§ **DESCRIPTION OF THE TASK**
One number is the whole answer: how many lines of the records include "below".

··· DATA FOR THIS EXERCISE ···

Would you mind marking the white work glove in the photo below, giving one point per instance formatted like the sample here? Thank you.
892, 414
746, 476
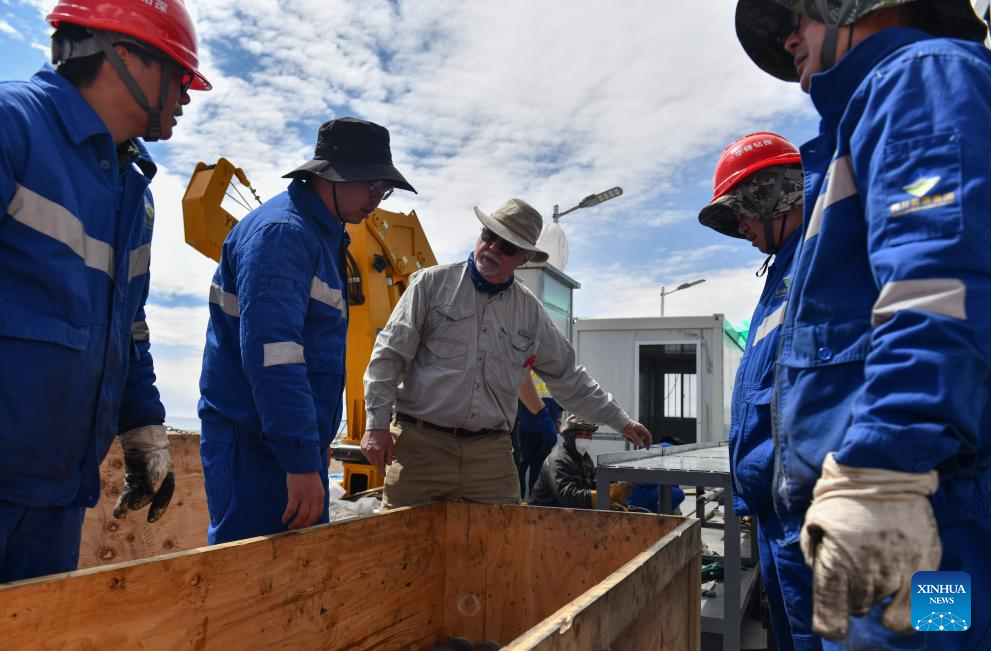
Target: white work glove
867, 532
148, 475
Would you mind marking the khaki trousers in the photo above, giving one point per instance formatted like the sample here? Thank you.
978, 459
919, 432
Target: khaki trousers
430, 466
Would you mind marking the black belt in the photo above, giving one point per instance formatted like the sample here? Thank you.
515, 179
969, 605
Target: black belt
453, 431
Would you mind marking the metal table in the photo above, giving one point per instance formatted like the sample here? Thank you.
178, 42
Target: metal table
701, 465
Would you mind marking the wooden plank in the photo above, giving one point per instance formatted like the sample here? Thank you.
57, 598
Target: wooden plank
663, 623
109, 540
371, 583
599, 616
547, 557
464, 586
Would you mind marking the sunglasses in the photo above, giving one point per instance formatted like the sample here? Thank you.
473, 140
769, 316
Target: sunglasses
796, 27
380, 190
507, 248
185, 82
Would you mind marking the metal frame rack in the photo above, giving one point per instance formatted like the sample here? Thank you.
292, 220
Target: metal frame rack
703, 465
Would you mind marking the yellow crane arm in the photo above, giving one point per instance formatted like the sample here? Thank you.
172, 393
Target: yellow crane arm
385, 250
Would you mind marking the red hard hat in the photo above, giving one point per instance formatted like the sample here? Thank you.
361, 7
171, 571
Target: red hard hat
162, 24
750, 154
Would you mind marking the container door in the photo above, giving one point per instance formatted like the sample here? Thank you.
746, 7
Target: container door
668, 395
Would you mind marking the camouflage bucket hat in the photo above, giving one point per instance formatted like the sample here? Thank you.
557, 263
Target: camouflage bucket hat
576, 423
721, 214
763, 25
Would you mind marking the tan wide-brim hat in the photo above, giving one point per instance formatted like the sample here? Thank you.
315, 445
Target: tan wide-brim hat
518, 223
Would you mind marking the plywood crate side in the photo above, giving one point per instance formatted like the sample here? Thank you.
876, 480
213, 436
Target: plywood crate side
405, 579
548, 556
367, 583
624, 604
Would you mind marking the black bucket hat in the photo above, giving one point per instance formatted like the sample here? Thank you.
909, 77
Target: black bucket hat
349, 149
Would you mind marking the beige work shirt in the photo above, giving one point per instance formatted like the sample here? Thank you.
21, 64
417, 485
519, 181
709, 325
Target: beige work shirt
455, 356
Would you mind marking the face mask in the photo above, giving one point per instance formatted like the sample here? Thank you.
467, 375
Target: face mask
583, 445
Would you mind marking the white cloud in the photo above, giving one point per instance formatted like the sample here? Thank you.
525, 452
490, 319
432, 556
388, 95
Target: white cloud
9, 29
548, 101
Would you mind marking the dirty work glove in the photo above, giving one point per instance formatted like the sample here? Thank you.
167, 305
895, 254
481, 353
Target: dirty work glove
867, 532
548, 429
619, 493
148, 475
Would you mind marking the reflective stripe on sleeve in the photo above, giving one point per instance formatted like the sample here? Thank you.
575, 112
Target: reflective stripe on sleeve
139, 331
283, 352
770, 322
321, 291
944, 296
840, 184
226, 301
55, 221
138, 261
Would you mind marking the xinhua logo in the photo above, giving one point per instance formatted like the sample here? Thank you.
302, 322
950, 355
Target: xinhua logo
941, 601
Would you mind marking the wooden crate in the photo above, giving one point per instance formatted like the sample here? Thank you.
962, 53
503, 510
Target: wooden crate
526, 577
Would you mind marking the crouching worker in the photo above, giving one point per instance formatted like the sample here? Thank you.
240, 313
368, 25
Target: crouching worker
567, 477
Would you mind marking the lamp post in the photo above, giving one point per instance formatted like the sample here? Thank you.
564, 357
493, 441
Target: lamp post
589, 201
553, 240
681, 286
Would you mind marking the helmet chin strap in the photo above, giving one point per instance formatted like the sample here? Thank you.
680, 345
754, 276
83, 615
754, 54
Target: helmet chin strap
337, 208
830, 42
767, 218
154, 130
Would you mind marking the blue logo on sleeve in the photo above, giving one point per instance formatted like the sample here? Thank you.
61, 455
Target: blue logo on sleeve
941, 601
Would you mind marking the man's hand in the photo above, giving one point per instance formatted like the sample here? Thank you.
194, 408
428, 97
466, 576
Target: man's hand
637, 434
867, 532
307, 500
148, 476
377, 447
619, 492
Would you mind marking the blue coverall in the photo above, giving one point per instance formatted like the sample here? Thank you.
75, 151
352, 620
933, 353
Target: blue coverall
538, 436
885, 351
787, 581
273, 367
75, 239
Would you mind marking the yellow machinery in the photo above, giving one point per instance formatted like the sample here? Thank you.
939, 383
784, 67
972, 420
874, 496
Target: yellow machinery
385, 249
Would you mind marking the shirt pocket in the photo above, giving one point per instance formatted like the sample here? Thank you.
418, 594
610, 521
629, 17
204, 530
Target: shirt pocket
447, 353
515, 348
21, 322
832, 343
451, 322
920, 191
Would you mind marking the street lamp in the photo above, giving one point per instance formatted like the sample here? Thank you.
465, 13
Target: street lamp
681, 286
552, 239
589, 201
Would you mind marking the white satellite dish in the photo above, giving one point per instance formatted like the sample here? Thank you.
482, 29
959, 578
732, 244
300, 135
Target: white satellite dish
555, 243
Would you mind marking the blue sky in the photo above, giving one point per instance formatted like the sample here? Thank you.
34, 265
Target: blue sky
548, 101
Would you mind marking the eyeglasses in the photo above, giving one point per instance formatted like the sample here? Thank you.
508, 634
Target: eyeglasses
380, 190
507, 248
796, 26
185, 81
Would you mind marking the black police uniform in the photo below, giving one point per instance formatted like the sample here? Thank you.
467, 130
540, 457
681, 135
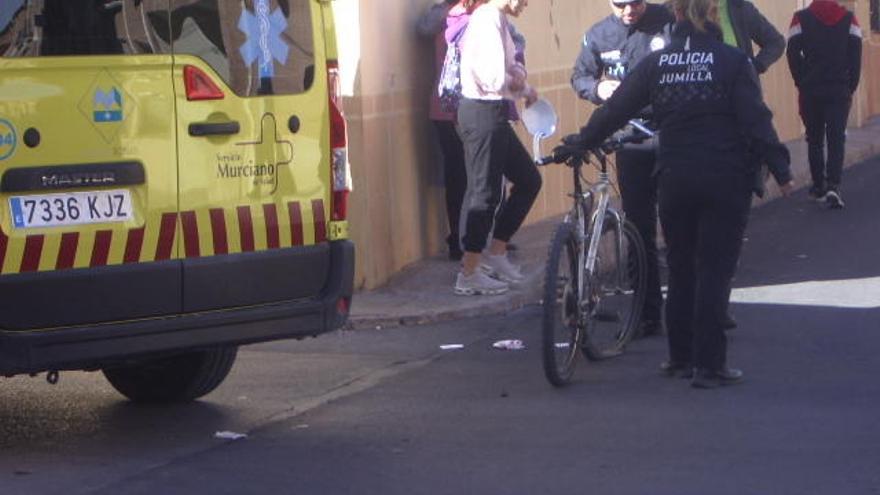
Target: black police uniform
610, 49
707, 101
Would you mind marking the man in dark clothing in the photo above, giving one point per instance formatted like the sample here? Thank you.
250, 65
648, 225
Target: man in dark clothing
611, 48
708, 104
825, 58
741, 24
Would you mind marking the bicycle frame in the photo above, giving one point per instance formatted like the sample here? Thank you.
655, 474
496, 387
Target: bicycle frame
599, 194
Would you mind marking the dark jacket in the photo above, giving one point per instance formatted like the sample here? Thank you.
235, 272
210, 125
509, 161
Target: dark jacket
707, 102
825, 49
610, 49
748, 26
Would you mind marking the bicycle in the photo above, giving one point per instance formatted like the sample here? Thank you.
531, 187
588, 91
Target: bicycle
595, 279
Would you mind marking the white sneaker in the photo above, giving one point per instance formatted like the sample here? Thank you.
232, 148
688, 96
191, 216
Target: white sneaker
478, 283
833, 199
500, 267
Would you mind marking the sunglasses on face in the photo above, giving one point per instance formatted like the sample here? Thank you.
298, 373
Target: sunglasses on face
622, 5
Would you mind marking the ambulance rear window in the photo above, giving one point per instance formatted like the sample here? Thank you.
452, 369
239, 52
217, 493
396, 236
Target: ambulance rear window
32, 28
258, 47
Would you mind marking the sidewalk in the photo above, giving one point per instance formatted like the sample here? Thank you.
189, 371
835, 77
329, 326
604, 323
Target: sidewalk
423, 293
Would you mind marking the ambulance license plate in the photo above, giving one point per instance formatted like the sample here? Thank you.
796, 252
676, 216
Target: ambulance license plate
74, 208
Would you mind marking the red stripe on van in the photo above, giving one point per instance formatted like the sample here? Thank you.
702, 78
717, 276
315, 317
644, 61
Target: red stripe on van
295, 214
166, 236
273, 240
4, 241
67, 252
190, 234
246, 228
101, 249
133, 245
320, 225
33, 249
218, 230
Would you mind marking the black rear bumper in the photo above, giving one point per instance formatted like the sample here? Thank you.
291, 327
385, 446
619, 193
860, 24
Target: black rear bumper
93, 346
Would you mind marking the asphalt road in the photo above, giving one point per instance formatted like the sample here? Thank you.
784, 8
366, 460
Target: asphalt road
388, 412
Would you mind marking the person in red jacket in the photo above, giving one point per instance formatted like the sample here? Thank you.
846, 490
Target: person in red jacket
825, 57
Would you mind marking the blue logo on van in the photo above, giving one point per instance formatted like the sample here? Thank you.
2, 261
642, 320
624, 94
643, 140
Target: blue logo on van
107, 105
264, 42
8, 139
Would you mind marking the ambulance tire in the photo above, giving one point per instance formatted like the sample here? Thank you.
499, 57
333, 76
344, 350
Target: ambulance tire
178, 378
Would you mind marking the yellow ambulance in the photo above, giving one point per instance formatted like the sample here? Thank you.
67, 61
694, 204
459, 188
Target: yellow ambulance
173, 184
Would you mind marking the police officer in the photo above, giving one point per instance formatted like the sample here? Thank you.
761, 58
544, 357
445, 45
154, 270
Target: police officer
707, 102
611, 48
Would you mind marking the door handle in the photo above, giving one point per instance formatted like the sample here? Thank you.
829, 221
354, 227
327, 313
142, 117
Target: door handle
214, 129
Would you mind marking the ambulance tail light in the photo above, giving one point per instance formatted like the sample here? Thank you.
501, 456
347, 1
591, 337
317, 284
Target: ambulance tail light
199, 85
338, 145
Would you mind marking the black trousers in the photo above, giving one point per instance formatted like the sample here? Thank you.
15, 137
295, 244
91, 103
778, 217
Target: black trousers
638, 191
493, 151
704, 215
825, 118
454, 175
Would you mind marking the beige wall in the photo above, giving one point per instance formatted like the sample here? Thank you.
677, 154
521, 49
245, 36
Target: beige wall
397, 209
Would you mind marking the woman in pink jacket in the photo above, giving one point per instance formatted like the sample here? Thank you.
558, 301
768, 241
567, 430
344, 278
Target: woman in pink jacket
489, 75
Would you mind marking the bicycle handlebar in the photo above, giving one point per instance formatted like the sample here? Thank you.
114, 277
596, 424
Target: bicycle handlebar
612, 144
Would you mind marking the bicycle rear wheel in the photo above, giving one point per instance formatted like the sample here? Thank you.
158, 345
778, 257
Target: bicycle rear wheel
561, 325
617, 292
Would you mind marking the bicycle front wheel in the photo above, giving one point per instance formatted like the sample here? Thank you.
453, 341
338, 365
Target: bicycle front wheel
562, 323
616, 291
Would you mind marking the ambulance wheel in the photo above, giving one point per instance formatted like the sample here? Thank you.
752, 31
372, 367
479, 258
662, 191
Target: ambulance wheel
178, 378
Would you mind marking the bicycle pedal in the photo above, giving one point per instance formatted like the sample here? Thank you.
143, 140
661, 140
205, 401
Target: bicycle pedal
606, 317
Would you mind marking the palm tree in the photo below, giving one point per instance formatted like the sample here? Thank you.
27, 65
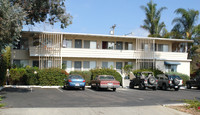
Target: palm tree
152, 21
185, 25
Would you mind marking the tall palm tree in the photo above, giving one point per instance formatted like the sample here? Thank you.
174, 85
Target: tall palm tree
152, 21
185, 25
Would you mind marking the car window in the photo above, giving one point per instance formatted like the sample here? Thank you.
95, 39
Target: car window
75, 77
174, 76
106, 77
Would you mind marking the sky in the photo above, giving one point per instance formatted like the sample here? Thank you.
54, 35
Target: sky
97, 16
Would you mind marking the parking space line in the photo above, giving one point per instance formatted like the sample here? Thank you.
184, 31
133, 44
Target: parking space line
59, 90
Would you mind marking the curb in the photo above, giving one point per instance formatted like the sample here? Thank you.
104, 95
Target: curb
176, 104
1, 88
34, 86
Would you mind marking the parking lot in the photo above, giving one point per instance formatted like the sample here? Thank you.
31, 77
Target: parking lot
40, 97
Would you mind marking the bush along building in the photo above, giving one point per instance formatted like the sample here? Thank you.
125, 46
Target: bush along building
82, 52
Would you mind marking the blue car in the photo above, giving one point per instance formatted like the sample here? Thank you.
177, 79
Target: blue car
74, 81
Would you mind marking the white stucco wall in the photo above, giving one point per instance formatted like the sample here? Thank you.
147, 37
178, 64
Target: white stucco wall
184, 66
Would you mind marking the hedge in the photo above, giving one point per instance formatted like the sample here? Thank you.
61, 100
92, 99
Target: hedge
85, 74
106, 71
2, 70
31, 77
17, 76
155, 71
52, 76
183, 76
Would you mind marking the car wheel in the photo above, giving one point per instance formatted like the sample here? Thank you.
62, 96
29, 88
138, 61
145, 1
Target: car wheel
97, 87
131, 85
176, 89
141, 86
154, 88
164, 87
189, 86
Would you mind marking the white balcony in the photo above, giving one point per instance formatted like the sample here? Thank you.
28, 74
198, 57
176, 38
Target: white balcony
104, 53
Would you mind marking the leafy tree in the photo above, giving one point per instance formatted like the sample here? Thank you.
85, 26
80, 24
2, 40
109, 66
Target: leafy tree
45, 10
152, 22
185, 25
11, 21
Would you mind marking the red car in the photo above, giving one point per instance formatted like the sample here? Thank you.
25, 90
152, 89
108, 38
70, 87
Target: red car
105, 81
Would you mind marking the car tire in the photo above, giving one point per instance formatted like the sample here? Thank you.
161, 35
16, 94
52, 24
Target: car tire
176, 89
141, 86
131, 86
154, 88
189, 86
97, 87
164, 87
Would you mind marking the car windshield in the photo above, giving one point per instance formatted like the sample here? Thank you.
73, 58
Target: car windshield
75, 77
174, 76
106, 78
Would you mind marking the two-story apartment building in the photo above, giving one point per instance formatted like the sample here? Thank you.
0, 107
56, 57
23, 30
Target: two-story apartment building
87, 51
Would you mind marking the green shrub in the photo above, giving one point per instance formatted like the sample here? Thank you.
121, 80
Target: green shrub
183, 76
17, 76
155, 71
31, 77
106, 71
192, 103
51, 76
2, 70
85, 74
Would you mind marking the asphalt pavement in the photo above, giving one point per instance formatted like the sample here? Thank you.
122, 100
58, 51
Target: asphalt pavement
59, 98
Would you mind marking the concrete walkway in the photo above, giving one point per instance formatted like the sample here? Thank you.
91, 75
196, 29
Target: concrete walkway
136, 110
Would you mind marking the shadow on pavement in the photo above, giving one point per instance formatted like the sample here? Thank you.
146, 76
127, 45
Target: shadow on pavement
18, 90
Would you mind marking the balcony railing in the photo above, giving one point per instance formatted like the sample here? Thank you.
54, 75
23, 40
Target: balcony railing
105, 53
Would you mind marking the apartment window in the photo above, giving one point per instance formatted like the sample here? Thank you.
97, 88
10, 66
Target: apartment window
119, 66
119, 45
153, 46
108, 45
35, 63
68, 65
107, 64
128, 46
77, 65
171, 68
22, 44
163, 47
20, 63
78, 43
145, 46
90, 44
92, 64
86, 64
67, 43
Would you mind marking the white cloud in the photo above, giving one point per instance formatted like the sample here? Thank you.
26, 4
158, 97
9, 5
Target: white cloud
140, 32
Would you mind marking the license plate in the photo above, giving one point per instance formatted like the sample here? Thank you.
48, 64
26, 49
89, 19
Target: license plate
110, 83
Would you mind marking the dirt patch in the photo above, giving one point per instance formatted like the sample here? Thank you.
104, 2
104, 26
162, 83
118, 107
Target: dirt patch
186, 110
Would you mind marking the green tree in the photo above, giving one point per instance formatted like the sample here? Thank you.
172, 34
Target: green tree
152, 22
185, 24
45, 10
11, 21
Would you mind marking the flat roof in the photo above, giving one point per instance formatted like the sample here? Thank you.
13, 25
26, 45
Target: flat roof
112, 36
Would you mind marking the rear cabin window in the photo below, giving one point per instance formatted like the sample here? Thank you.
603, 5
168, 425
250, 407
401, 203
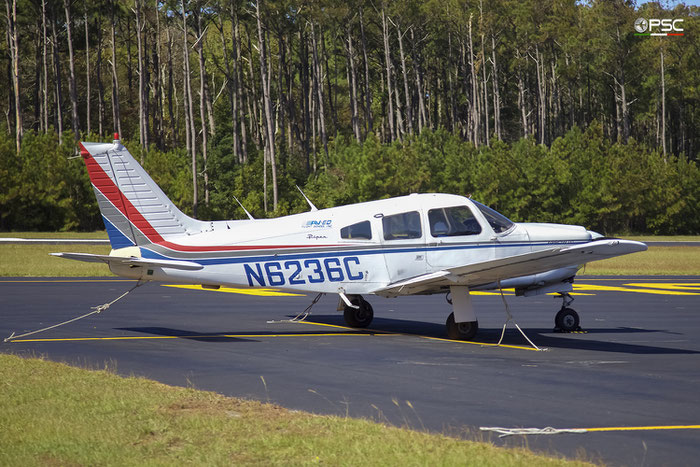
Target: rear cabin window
452, 222
359, 231
402, 226
498, 222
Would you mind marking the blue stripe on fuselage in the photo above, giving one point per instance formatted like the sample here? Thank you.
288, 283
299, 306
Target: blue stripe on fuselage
146, 253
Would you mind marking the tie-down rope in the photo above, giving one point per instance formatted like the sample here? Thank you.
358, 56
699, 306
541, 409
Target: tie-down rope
510, 318
301, 316
95, 310
503, 432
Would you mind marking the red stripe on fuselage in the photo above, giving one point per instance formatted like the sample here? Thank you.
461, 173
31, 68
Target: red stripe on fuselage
176, 247
111, 191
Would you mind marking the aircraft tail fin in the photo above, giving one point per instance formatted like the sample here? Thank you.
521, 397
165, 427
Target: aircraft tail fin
135, 210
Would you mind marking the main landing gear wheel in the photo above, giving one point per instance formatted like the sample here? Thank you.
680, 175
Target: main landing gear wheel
567, 320
461, 331
358, 317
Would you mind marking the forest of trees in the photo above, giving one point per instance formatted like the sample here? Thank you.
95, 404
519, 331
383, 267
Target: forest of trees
548, 110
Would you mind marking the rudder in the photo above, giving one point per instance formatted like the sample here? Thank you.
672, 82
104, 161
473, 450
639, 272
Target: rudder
134, 208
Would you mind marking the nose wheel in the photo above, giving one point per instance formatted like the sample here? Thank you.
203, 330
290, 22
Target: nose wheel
360, 317
567, 319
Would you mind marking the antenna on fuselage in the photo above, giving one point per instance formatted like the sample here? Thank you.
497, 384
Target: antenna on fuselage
313, 208
243, 207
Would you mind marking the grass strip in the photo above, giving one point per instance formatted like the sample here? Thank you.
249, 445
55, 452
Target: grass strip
26, 260
54, 414
656, 261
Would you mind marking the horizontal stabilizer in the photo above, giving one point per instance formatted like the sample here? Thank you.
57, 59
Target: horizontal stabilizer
131, 261
487, 272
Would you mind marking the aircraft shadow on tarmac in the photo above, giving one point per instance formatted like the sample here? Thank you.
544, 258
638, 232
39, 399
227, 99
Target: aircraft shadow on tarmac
543, 337
224, 336
216, 336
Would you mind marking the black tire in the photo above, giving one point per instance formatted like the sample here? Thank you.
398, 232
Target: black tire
359, 317
461, 331
567, 320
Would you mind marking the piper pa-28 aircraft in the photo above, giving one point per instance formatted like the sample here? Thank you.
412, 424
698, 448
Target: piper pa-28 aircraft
415, 244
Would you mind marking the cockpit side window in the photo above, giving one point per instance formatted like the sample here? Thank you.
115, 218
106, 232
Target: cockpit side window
402, 226
453, 221
498, 222
360, 231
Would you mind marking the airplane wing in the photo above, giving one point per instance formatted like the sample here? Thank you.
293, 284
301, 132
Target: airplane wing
131, 261
487, 272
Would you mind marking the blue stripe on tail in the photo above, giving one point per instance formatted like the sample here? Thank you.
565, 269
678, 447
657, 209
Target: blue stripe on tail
116, 237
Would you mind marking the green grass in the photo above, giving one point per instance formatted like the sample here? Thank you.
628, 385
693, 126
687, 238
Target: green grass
26, 260
53, 414
662, 238
34, 260
656, 261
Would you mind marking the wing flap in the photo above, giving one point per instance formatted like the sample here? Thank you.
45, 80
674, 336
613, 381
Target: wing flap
486, 272
131, 261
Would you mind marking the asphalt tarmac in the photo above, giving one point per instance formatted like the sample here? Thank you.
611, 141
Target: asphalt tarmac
634, 375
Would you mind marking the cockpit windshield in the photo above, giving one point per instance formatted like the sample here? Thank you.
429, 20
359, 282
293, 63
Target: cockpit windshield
498, 222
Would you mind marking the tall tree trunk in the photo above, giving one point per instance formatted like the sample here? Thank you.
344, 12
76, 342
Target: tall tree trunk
87, 72
143, 116
541, 108
407, 95
368, 92
319, 90
57, 76
13, 36
387, 60
306, 96
483, 73
663, 105
496, 93
100, 85
36, 91
353, 86
75, 119
418, 69
171, 90
189, 114
475, 93
46, 67
203, 100
158, 85
240, 115
522, 102
270, 139
116, 117
231, 81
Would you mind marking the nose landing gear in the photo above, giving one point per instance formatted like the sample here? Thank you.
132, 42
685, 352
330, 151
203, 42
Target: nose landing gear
359, 317
567, 319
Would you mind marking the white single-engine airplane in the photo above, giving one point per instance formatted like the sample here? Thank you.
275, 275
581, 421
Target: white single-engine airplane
416, 244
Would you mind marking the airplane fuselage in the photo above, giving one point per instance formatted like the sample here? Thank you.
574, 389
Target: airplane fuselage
356, 249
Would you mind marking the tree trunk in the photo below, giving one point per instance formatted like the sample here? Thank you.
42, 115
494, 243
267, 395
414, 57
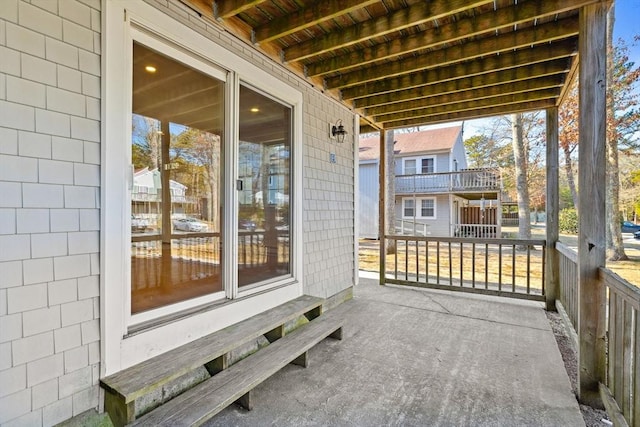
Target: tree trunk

···

§ **EXERCISE RESULT**
5